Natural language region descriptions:
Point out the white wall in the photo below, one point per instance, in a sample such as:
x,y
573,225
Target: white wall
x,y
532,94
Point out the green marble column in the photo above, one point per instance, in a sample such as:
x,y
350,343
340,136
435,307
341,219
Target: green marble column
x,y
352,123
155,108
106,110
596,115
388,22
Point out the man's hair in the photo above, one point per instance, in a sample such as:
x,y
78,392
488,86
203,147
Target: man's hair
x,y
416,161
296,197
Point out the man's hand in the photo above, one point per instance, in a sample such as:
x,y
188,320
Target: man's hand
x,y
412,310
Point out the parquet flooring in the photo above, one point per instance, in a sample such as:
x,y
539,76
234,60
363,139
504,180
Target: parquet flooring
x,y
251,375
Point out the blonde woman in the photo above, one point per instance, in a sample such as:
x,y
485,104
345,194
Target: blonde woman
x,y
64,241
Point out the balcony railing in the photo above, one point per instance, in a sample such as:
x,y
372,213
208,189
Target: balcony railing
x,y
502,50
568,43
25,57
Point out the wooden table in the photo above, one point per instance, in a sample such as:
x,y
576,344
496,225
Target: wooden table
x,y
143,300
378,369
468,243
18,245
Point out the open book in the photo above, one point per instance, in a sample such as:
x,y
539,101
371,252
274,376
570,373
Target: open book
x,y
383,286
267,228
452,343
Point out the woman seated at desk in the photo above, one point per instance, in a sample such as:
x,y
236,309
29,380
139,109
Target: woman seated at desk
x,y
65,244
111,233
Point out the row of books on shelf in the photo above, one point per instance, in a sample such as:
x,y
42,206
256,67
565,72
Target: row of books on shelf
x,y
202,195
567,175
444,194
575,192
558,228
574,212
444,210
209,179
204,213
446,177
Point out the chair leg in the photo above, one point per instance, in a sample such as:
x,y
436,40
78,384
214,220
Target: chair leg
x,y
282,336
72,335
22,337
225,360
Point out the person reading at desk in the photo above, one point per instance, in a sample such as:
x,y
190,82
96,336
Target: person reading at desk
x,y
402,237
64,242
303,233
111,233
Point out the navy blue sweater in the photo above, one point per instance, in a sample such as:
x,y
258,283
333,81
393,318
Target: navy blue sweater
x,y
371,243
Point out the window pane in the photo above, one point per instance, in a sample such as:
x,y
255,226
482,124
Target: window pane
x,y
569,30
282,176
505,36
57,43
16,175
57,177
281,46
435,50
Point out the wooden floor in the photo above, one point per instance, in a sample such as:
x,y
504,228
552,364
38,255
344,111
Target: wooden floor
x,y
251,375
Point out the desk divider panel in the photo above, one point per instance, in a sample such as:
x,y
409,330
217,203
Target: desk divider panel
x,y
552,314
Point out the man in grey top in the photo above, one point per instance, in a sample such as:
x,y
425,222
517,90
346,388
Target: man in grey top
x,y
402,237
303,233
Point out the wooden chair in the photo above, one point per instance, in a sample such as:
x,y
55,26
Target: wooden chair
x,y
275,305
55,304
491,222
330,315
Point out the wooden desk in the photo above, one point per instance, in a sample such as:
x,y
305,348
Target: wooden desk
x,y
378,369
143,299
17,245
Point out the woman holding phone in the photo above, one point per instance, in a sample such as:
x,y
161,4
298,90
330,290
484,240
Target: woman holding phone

- DIRECTIONS FOR THIS TASK
Wherever "holding" occurs in the entries above, copy the line it sits on.

- SOLUTION
Point out the woman holding phone in the photo above, one point per instance, in a sample such as:
Target: woman holding phone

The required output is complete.